## EXERCISE REQUIREMENTS
Copy only what runs from the line containing "Where can you spot the triangular" through the end of the material below, line for line, with both ends included.

## TASK DATA
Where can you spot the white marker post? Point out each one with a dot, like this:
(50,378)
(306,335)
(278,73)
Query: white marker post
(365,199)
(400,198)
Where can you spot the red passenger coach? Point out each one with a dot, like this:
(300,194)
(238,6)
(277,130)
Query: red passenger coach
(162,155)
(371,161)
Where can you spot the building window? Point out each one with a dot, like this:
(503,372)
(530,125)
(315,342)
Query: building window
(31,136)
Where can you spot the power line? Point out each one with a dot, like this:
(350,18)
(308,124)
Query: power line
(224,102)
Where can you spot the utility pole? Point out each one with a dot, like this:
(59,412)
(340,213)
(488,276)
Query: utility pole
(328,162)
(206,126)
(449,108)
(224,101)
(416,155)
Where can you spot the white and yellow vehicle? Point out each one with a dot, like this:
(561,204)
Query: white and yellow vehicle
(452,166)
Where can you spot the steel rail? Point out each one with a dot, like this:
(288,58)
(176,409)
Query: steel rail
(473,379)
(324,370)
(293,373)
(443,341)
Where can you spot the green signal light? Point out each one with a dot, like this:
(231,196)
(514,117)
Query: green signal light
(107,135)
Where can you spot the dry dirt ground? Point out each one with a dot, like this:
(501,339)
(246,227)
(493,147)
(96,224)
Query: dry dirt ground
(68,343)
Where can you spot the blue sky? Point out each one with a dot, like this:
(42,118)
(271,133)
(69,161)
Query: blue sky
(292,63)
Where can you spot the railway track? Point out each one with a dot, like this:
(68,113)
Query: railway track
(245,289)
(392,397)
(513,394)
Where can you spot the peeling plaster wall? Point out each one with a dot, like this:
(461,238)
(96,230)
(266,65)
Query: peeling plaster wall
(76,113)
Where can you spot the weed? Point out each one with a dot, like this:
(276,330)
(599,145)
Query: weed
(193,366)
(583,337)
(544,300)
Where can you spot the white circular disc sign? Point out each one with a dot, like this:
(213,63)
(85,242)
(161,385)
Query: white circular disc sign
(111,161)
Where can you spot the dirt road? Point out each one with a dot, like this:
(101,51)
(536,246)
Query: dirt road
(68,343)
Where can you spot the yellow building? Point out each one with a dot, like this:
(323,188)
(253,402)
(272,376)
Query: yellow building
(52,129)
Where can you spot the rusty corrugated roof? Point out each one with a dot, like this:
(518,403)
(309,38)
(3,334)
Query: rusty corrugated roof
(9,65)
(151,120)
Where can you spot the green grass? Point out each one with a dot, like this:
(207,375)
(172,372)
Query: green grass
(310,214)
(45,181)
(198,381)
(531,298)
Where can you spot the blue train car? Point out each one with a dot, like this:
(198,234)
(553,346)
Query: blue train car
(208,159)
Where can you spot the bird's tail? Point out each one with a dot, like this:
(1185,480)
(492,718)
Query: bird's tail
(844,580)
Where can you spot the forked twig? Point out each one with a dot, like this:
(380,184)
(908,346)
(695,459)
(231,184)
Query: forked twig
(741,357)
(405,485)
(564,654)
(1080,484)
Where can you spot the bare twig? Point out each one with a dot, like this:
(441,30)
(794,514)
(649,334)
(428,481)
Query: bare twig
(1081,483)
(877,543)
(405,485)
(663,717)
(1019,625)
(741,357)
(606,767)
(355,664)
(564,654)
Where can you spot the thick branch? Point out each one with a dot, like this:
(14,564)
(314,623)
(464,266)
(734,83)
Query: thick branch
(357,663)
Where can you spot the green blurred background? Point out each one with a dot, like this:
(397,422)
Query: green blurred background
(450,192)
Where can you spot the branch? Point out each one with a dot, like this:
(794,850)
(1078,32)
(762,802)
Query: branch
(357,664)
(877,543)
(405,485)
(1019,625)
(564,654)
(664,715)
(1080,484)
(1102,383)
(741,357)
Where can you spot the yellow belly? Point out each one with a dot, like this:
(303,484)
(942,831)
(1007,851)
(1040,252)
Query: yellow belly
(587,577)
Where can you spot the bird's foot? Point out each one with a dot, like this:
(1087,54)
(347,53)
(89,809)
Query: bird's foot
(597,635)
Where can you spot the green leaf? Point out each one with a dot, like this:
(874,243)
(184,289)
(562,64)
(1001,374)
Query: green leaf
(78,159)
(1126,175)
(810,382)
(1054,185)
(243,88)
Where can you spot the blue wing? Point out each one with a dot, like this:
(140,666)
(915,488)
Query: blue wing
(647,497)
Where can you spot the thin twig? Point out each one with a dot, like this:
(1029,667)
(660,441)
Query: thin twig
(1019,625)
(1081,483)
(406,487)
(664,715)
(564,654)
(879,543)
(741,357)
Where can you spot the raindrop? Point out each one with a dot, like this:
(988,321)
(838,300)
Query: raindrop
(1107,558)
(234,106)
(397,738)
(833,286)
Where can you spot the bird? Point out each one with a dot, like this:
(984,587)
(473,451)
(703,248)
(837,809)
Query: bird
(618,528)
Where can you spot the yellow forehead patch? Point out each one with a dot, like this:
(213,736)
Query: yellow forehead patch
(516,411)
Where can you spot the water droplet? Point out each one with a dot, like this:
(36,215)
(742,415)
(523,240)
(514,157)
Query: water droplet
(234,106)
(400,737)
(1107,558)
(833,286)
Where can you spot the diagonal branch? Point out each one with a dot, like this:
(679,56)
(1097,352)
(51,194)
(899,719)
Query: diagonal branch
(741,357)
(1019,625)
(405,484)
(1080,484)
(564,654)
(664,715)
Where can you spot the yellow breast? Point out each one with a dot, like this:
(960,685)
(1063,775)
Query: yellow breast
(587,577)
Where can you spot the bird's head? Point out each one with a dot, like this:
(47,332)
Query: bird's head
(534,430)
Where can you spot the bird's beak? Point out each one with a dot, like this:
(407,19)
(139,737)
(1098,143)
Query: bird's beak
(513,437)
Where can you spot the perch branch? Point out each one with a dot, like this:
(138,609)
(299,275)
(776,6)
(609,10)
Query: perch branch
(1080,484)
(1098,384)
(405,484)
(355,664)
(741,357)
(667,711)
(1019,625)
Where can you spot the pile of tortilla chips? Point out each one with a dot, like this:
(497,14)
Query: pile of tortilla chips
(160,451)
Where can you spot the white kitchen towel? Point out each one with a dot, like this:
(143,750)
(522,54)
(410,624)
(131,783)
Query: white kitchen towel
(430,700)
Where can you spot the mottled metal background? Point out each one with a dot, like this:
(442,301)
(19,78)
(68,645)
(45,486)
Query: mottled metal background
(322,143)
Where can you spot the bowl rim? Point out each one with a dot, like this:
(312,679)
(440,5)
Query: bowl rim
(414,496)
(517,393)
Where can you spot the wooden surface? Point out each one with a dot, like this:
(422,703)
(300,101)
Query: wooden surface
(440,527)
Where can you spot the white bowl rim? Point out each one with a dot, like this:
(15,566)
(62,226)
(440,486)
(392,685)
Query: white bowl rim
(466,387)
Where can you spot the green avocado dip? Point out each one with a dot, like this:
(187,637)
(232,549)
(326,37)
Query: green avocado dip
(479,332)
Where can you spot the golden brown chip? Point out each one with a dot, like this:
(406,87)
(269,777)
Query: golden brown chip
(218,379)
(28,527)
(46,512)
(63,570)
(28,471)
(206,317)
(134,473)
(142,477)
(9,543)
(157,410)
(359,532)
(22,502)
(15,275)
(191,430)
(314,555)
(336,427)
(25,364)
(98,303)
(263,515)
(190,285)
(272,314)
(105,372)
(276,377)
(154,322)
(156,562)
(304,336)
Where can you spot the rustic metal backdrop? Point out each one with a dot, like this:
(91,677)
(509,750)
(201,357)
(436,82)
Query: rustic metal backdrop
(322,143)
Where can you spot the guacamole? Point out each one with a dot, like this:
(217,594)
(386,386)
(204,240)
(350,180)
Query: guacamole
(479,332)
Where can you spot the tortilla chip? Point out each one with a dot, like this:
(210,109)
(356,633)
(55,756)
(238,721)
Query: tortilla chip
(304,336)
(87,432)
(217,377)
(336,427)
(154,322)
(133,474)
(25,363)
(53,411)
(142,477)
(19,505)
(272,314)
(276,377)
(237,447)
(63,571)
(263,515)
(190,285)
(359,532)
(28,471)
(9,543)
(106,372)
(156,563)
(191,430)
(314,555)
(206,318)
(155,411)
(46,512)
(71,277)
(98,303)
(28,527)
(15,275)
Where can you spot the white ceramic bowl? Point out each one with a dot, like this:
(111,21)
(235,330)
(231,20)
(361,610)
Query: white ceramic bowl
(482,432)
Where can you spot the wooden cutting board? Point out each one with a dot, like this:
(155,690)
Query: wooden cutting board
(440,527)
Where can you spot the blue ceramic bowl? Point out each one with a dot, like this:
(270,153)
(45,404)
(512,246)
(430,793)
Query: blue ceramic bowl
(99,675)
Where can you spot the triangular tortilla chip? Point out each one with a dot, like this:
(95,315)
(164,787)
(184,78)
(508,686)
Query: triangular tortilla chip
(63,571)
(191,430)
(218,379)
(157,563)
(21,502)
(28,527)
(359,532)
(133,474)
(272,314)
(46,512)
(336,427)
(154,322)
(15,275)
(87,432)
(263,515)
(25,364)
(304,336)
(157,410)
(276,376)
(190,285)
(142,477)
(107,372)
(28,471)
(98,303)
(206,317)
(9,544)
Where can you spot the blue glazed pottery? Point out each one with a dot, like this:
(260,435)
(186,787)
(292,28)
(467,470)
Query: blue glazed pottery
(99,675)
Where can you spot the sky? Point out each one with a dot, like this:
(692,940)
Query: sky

## FINAL RESULT
Where can you spot the triangular tortilla chip? Point out each one with a dot, like this:
(95,315)
(164,787)
(184,78)
(508,686)
Query: triangular tortilla chip
(63,571)
(191,430)
(218,379)
(157,563)
(21,502)
(28,527)
(359,532)
(133,474)
(272,314)
(46,512)
(336,427)
(154,322)
(15,275)
(87,432)
(263,515)
(25,364)
(304,336)
(157,410)
(276,376)
(190,285)
(142,477)
(107,372)
(28,471)
(98,303)
(206,317)
(9,544)
Where can you spot the blue glazed pottery? Point out each one with a dot, like this:
(260,435)
(186,787)
(292,28)
(467,470)
Query: blue glazed pottery
(99,675)
Where can you spot the sky? Point out each one with a dot, like this:
(692,940)
Query: sky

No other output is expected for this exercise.